» WORK INSTRUCTION A:
In the article on Covid-19 and civic duty, how many people in the United States does Johns Hopkins University report have died of Covid-19?
» WORK INSTRUCTION B:
Translate this sentence from the article on Covid-19 and civic duty into Spanish: "Not everyone could or would plant a garden, of course."
» WORK INSTRUCTION C:
Continue the article on Covid-19 and civic duty, picking up after its final sentence.

» PAGE EXCERPT:
+ + + + +

The news comes as a vocal minority have decried mask or vaccine mandates in Florida and Texas

As the Delta variant sweeps across the country, hospital beds in some areas have become scarce. And in sobering news, Johns Hopkins University has announced that 663,913 people in the United States have died of Covid-19. According to the US Census Bureau, CNN reports, the United States population as of April 2020 was 331.4 million, which means that 1 in 500 Americans have lost their battle against the virus.

This would be the perfect time to talk about what a civic duty looks like for the average person. For the average American, we won’t have much to offer in the way of sacrifice. Sure, we serve on a jury every now and again. We vote. Some may work in healthcare, education, transportation, public works, or military service.

Not much is required of us. So when the people who DO make those sacrifices ask us to modify our behavior for the public good, it shouldn’t be so much of a struggle for us as a nation to follow through.

Our grandparents remember a time when our country, in the midst of WWII, asked its citizens to grow what were called Victory Gardens. The gardens, meant to alleviate nationwide food shortages, gave ordinary people the chance to contribute to something bigger than themselves. Not everyone could or would plant a garden, of course. But many did.

We now have a chance to contribute to the greater good in the same way our grandparents did.

But no.

Some have chosen this particular moment to be on the wrong side of history. Leaders in states like Florida and Texas have vehemently objected to any public health measures that require folks to do their part in preventing the spread of the virus. Parents have protested against masks in schools. How on earth can we fix this if peopler refuse to do what’s needed?

+ + + + +

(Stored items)
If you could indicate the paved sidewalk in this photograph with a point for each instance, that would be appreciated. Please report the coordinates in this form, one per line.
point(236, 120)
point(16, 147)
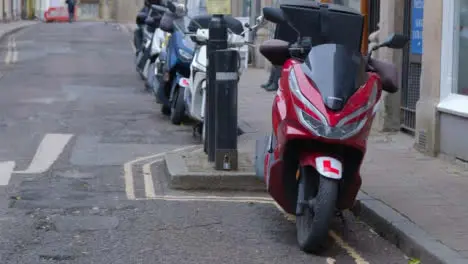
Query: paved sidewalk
point(11, 27)
point(430, 192)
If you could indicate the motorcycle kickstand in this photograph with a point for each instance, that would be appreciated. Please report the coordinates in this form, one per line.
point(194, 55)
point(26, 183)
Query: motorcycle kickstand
point(344, 223)
point(196, 131)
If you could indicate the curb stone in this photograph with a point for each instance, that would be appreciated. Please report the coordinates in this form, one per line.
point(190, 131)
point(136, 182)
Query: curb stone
point(406, 235)
point(180, 178)
point(14, 30)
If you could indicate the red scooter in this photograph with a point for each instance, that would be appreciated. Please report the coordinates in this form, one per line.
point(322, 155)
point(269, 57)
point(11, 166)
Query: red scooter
point(321, 119)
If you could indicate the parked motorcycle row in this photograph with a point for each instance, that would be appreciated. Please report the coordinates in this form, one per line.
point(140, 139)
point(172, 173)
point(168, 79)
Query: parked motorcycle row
point(172, 58)
point(321, 115)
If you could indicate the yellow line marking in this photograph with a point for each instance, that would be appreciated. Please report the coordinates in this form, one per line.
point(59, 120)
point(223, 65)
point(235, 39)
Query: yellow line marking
point(351, 251)
point(358, 259)
point(128, 169)
point(235, 199)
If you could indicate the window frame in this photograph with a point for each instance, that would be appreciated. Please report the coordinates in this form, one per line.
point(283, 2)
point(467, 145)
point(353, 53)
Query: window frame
point(450, 101)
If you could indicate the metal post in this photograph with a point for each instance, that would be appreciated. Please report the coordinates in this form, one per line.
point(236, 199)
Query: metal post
point(218, 41)
point(365, 33)
point(227, 65)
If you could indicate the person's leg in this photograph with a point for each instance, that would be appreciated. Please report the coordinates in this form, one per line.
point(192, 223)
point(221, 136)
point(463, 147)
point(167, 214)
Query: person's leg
point(138, 38)
point(276, 75)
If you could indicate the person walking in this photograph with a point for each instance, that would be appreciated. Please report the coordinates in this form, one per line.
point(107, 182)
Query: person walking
point(71, 10)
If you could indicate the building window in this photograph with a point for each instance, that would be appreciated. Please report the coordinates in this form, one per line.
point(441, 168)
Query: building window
point(462, 86)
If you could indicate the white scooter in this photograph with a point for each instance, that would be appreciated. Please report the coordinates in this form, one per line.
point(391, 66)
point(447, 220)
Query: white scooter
point(195, 85)
point(156, 48)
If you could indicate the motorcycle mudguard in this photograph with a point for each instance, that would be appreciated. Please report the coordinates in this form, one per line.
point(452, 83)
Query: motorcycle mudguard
point(326, 166)
point(174, 85)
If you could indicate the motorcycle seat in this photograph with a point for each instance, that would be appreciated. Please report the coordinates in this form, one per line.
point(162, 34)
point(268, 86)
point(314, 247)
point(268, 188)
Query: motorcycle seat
point(203, 21)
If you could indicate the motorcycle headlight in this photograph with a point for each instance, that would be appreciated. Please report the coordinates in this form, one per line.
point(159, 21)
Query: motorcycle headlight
point(185, 55)
point(319, 124)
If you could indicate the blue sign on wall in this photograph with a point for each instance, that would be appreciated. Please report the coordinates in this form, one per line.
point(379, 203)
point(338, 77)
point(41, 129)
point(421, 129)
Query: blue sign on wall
point(417, 13)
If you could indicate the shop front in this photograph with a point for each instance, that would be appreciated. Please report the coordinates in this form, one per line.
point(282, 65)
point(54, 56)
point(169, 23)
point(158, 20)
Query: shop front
point(453, 105)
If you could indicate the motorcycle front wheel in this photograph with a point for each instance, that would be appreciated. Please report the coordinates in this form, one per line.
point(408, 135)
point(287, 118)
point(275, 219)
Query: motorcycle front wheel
point(316, 201)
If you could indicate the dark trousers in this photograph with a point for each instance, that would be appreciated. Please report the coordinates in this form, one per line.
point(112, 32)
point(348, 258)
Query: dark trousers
point(138, 38)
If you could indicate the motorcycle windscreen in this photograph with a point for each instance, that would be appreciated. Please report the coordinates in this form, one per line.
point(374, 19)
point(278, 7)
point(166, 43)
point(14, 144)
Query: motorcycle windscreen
point(336, 71)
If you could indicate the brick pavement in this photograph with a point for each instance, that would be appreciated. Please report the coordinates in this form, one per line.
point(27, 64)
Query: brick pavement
point(431, 192)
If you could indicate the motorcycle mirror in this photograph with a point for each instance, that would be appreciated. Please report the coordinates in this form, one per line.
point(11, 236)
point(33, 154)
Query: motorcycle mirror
point(140, 19)
point(259, 20)
point(274, 15)
point(395, 41)
point(171, 6)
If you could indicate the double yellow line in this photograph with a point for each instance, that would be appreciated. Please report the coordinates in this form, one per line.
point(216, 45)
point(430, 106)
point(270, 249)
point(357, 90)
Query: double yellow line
point(12, 53)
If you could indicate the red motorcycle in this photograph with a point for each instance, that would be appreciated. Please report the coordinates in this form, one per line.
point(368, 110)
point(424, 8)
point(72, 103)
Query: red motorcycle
point(321, 118)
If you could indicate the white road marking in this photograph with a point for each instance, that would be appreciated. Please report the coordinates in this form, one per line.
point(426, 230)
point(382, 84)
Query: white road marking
point(6, 169)
point(15, 51)
point(128, 169)
point(48, 152)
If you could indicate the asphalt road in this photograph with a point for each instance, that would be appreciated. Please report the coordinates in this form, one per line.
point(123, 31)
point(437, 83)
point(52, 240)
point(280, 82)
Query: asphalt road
point(72, 114)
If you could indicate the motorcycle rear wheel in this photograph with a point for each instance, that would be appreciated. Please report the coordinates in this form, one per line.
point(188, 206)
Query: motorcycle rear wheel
point(313, 223)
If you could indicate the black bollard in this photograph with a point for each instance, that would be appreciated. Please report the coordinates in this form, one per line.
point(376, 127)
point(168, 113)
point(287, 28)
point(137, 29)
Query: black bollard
point(218, 41)
point(227, 77)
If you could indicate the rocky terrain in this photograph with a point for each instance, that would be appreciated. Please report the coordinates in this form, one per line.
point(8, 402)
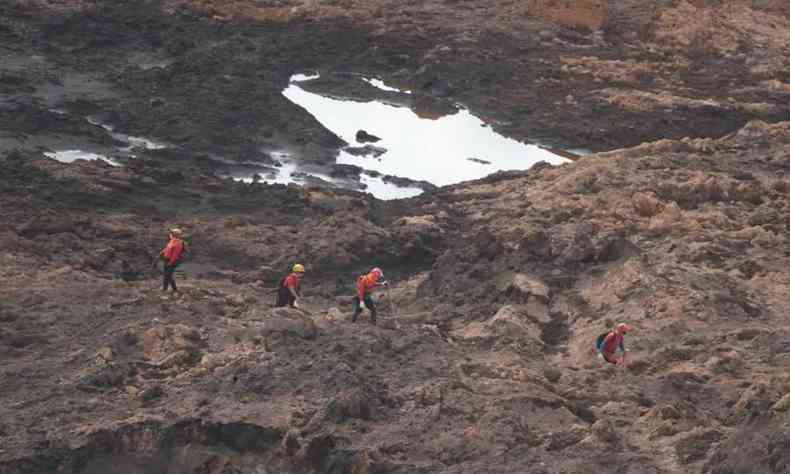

+ + + + +

» OUTPUT A:
663,913 people.

» OUTPUT B:
Por supuesto, no todos podían o querían plantar un huerto.

» OUTPUT C:
“At least 1 in 500 Americans has died from Covid,” one doctor tweeted. “That’s a tragic and unacceptable number. Many of those deaths could have been prevented.”

“Seeing that 1 in 500 US Residents have died from Covid & people are still denying that it’s dangerous…,” another person tweeted.

Author Stephen King tweeted about the new statistic.

The CDC recommends people — even those fully vaccinated — wear masks indoors in areas with substantial or high community transmission. More than 99% of the population lives in a county with one of those designations, CNN reports.

One Twitter user opined that vaccine hesitancy might be due to the previous presidential administration’s attitude.

“”It’s just like the flu” said @DonaldJTrumpJr’s dad,” the tweet reads. “Flu deaths per year in US: est. 30,000. Now 1 in 500 Americans Dead. Over 663,000 in 18 months. Sure, idiots. Same thing.”

This week, the US Food and Drug Administration will meet to discuss whether most Americans need a booster of their Covid-19 vaccine. “I would hope that that would sustain us for an extended period of time, but I don’t know that right now,” Dr. Anthony Fauci, director of the National Institute of Allergies and Infectious Diseases said. “We’re just going to have to do the boost, and then follow people long enough to determine what the durability of that protection is.”